§ **Given problem**: Render the material below as a JSON list of strings, one string per line, and skip any blank lines. Leave the pictures out of the answer.

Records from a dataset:
==========

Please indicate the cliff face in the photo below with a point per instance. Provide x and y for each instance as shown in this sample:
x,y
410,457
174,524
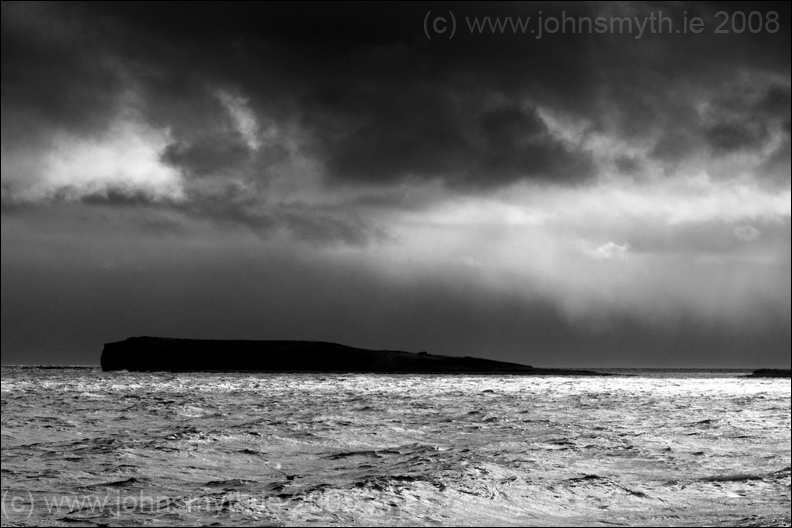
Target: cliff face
x,y
184,355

==========

§ **Correct result**:
[
  "Please indicate the cliff face in the photo below with a point per instance. Provide x and y for each instance as shown in this sample:",
  "x,y",
  "410,457",
  "174,524",
  "Target: cliff face",
  "x,y",
  "184,355"
]